§ **Job**: Set the data down again, exactly as it reads, but without the pictures.

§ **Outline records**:
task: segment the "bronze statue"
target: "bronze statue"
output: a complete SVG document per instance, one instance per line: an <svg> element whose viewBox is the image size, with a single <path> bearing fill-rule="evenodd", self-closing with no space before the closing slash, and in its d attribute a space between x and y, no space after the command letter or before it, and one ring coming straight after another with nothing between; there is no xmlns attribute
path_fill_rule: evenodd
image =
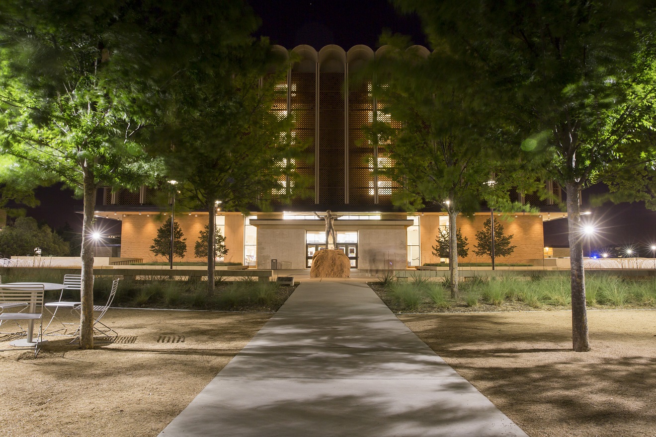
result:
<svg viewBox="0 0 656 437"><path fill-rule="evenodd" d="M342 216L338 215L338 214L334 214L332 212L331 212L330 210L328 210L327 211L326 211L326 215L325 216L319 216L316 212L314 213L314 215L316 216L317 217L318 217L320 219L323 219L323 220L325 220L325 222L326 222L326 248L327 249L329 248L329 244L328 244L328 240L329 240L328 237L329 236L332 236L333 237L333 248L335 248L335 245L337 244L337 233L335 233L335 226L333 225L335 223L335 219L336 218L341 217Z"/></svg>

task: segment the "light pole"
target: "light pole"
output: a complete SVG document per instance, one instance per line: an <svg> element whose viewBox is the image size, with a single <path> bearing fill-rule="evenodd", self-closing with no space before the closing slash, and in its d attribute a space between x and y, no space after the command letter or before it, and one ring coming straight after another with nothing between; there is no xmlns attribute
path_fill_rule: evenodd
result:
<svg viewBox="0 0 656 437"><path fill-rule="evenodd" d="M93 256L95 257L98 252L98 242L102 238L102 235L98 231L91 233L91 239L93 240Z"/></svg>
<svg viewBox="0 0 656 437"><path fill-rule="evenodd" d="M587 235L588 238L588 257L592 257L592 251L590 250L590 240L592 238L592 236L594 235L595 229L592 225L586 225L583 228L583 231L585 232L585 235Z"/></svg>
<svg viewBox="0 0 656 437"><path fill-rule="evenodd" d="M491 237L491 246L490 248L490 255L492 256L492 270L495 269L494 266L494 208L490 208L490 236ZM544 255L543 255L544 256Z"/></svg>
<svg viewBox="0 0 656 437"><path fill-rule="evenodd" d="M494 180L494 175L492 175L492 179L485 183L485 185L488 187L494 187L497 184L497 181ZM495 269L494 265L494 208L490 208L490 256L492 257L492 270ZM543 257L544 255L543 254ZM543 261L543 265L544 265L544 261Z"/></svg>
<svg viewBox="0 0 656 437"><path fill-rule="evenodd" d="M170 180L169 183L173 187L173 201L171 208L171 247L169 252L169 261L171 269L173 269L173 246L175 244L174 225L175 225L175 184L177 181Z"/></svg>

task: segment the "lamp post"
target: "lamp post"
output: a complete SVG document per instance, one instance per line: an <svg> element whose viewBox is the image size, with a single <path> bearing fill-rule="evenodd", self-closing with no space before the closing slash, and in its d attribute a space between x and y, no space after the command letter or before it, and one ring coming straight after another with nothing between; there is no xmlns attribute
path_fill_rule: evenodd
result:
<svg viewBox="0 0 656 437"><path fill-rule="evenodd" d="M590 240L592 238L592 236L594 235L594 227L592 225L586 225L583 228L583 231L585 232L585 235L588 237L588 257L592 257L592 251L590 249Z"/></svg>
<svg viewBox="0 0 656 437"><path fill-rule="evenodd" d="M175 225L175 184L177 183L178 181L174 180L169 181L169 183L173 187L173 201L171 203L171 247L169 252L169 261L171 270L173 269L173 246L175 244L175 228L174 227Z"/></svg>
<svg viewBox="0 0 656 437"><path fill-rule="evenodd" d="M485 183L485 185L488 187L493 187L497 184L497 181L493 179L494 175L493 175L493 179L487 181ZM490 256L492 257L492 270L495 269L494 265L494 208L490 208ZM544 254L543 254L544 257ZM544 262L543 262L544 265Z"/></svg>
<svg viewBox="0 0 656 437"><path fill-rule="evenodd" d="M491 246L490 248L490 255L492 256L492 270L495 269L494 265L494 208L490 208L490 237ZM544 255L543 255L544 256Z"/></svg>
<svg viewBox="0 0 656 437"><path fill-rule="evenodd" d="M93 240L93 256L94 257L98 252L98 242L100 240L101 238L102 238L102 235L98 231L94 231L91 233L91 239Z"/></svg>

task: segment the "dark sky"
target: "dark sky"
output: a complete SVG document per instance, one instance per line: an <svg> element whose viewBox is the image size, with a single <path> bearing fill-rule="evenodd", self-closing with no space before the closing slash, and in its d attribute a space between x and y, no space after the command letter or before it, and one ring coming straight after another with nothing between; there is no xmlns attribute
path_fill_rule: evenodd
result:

§ **Result of the exercise**:
task: segment the "bronze statue"
target: "bronze statue"
output: a complete SVG document per instance, one instance per line: an <svg> element whose viewBox is the image size, with a single <path> bearing fill-rule="evenodd", self-closing with no space before the closing slash, and in its d attribute a space between x and y, no space after the command letter or before it, and one ring coming straight after another with nothing between; there is no xmlns attribute
path_fill_rule: evenodd
image =
result:
<svg viewBox="0 0 656 437"><path fill-rule="evenodd" d="M342 216L338 215L338 214L334 214L332 212L331 212L330 210L328 210L327 211L326 211L326 215L325 216L319 216L316 212L314 213L314 215L316 216L317 217L318 217L320 219L323 219L323 220L325 220L325 222L326 222L326 248L327 249L329 248L329 244L328 244L328 240L329 240L328 237L329 236L332 236L333 237L333 248L335 248L335 245L337 244L337 233L335 233L335 226L333 225L335 223L335 219L336 218L341 217Z"/></svg>

task: segment the "light pole"
target: "light pole"
output: a complete SVG document per instance, one instance per line: an <svg> element whose viewBox is the image size, with a single <path> bearing fill-rule="evenodd", self-closing with no space before the closing slash, and in its d attribute a space between x and y, no space after the command letter or before it, and one ring coming straight after another with nothing between; there is no xmlns attribute
path_fill_rule: evenodd
result:
<svg viewBox="0 0 656 437"><path fill-rule="evenodd" d="M93 256L95 257L98 252L98 242L102 238L102 235L98 231L91 233L91 239L93 240Z"/></svg>
<svg viewBox="0 0 656 437"><path fill-rule="evenodd" d="M587 235L588 238L588 257L592 257L592 251L590 250L590 240L592 238L592 236L594 235L595 229L592 225L586 225L583 228L583 231L585 232L585 235Z"/></svg>
<svg viewBox="0 0 656 437"><path fill-rule="evenodd" d="M491 237L491 246L490 248L490 255L492 256L492 270L495 269L494 266L494 208L490 208L490 236ZM544 255L543 255L544 256Z"/></svg>
<svg viewBox="0 0 656 437"><path fill-rule="evenodd" d="M494 180L494 175L492 175L492 179L485 183L485 185L488 187L494 187L497 184L497 181ZM495 269L494 265L494 208L490 208L490 256L492 257L492 270ZM543 257L544 255L543 254ZM543 261L543 265L544 265L544 261Z"/></svg>
<svg viewBox="0 0 656 437"><path fill-rule="evenodd" d="M170 180L169 183L173 187L173 201L171 208L171 247L169 252L169 261L171 269L173 269L173 246L175 244L174 225L175 225L175 184L177 181Z"/></svg>

task: segment the "lamp post"
target: "lamp post"
output: a complete SVG document per instance, one instance per line: an <svg> element whose viewBox is the image size, with a single <path> bearing fill-rule="evenodd", self-closing with no space before the closing slash, and in its d attribute a space between x and y, no space after the command letter or before it, and one ring coming straight after another with nothing between; there is no xmlns attribute
path_fill_rule: evenodd
result:
<svg viewBox="0 0 656 437"><path fill-rule="evenodd" d="M590 240L592 238L592 236L594 235L594 227L592 225L586 225L583 228L583 231L585 232L585 235L588 237L588 257L592 257L592 251L590 249Z"/></svg>
<svg viewBox="0 0 656 437"><path fill-rule="evenodd" d="M175 225L175 184L177 183L178 181L174 180L169 181L169 183L173 187L173 201L171 203L171 247L169 252L169 261L171 270L173 269L173 246L175 244L175 228L174 227Z"/></svg>
<svg viewBox="0 0 656 437"><path fill-rule="evenodd" d="M485 183L485 185L488 187L493 187L497 184L497 181L493 179L494 175L493 175L493 179L487 181ZM490 256L492 257L492 270L495 269L494 265L494 208L490 208ZM544 254L543 254L544 257ZM544 262L543 262L544 265Z"/></svg>
<svg viewBox="0 0 656 437"><path fill-rule="evenodd" d="M491 246L490 248L490 255L492 256L492 270L495 269L494 265L494 208L490 208L490 237ZM544 255L543 255L544 256Z"/></svg>
<svg viewBox="0 0 656 437"><path fill-rule="evenodd" d="M93 240L93 256L94 257L98 252L98 242L100 240L101 238L102 238L102 235L98 231L94 231L91 233L91 239Z"/></svg>

task: segment the "dark sky"
target: "dark sky"
output: a complete SVG document per instance, one instance per line: an <svg> element whose viewBox is the image size, with a single <path> bearing fill-rule="evenodd", self-closing with no space before the closing slash, and in its d attribute a space between x and y, no space after the command letter or before it, and one ring coming straight after another with nothing between; there is no xmlns attribute
path_fill_rule: evenodd
result:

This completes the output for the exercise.